*SHORT TASK 1*. Using the discussion of Feynman, decide whether each statement agrees with it: (a) Dave Bacon was a Cal Tech senior, (b) the video would not play on a MacBook, (c) Walter Lewin's lecture came from Caltech. Answer yes or no for each, quoting the words that decide it.
*SHORT TASK 2*. Write the next part of the discussion of Feynman, picking up after its final comment.

— start of SELECTED EXCERPT —

Mention his name to physics students at Cal Tech [sic] today and watch their eyes light up: “One of the reasons it was easier to become a physicist was because he was so exciting and he wasn’t the typical, you know, nerd who doesn’t say anything,” said Cal Tech [sic] senior Dave Bacon.
One of the other students interviewed (and the smartest physicist in my class) attempted to get in a great double entendre involving Feynman’s “little red book” into his interview, but alas either CNN caught onto him, or they just didn’t like the quote.
The site uses silverlight: a compatibility list for browsers/os is here http://en.wikipedia.org/wiki/Microsoft_Silverlight#Compatibility
I don’t know if he is comparable to Feynman, but I found Walter Lewin’s lecture from MIT to be really good and enjoyable too. He really makes you think.
Terry Tao provides YouTube links at his blog.
Terry Tao is some much better than me in so many ways 🙂
Unfortunately, you need a Microsoft computer to read them. All things considered, it’s cheaper to buy dead-tree versions.
I can’t find a reference to the textbooks on the site, but the video works fine on my MacBook (which I guess is not a “Microsoft computer”).

— end of SELECTED EXCERPT —
— start of DATA LISTING —

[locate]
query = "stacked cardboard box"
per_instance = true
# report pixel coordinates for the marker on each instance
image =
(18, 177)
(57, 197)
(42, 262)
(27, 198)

— end of DATA LISTING —

*TASK RESULT 1*.
(a) Yes: "said Cal Tech [sic] senior Dave Bacon"
(b) No: "the video works fine on my MacBook"
(c) No: "Walter Lewin’s lecture from MIT"

*TASK RESULT 2*.
I can’t get that far — it just insists I need to replace my browser.
Not surprisingly, it’s as above: dead trees are cheaper than buying a retail copy of MSWindows.
You don’t need windows. Sorry it wont run on your TRS-80 :p
> Not surprisingly, it’s as above: dead trees are cheaper than buying a retail copy of MSWindows.
Instead or repeating that you can’t make it work, it would be more helpful if you described your system set-up.
It does not work on GNU/Linux at present. It may soon work with Moonlight a “free” version of Silverlight. But many people in the Free software camp believe that MONO and related projects (Including Silverlight) are just doing MS job for them and will further increase their control of the market. People should support open standards.
Kubuntu 8.04 desktop 32-bit; Firefox 3.0.11; Konqueror 3.5.10
Bottom line, though, is that the only support for that site is from Microsoft, either for MSWindows or by way of the Microsoft implementation for MacOSX.
The Vega Science Trust has also 4 Feynman lectures available to stream:
http://www.vega.org.uk/video/subseries/8
I checked around and was surprised at how many errors/typos were in the original set of Feynman lectures. There’s a whole mini-industry built around correcting them, and some are even debatable! I’d like to get a fully “corrected” set some day. I love reading them, it is so unlike reading and trying to parse almost anyone else’s physics books (but I do get a similar experience from Roger Penrose’s material.)
I checked around and was surprised at how many errors/typos were in the original set of Feynman lectures. There’s a whole mini-industry built around correcting them, and some are even debatable! I’d like to get a fully “corrected” set some day. I love reading them, it is so unlike reading and trying to parse almost anyone else’s physics books (but I do get a similar experience from Roger Penrose’s material.)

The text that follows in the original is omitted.